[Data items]
------------------------------------------------------------------------
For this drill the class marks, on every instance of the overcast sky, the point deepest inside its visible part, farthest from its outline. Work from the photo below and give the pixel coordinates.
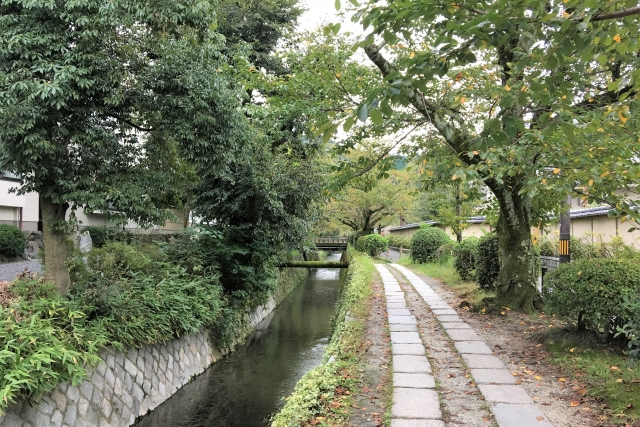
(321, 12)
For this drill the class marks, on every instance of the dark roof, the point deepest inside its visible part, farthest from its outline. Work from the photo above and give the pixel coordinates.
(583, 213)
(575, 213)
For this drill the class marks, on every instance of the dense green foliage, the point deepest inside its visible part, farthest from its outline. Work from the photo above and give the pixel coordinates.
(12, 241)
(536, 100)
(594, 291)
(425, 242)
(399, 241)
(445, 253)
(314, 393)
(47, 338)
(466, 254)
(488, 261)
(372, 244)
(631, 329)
------------------------------------------------------------------------
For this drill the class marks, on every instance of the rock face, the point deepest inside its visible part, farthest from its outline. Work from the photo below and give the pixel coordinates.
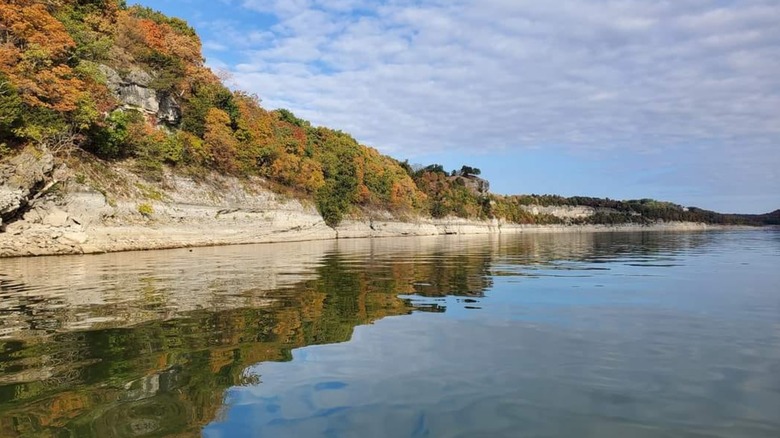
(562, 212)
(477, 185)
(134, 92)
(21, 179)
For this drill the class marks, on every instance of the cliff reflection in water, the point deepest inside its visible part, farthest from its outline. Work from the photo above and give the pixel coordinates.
------------------------------------------------------------------------
> **Description of the task**: Arrange everything in the items above, from the line containing "of the rock" down to the line containing "of the cliff", as a JSON list of strings with one string per line. Omit blank lines and leave out the pictures.

> **Response**:
[
  "For this drill the class marks, on every instance of the rock face, the point deepest inside its visible part, farthest from its outline. Work from the photo below and give the pixel coordinates.",
  "(562, 212)",
  "(477, 185)",
  "(134, 92)",
  "(21, 179)",
  "For this drill the class marks, on every instance of the cliff reflection in water, the point deepest inside its visible part, farthest from its outline. Work from the photo above and give the pixel coordinates."
]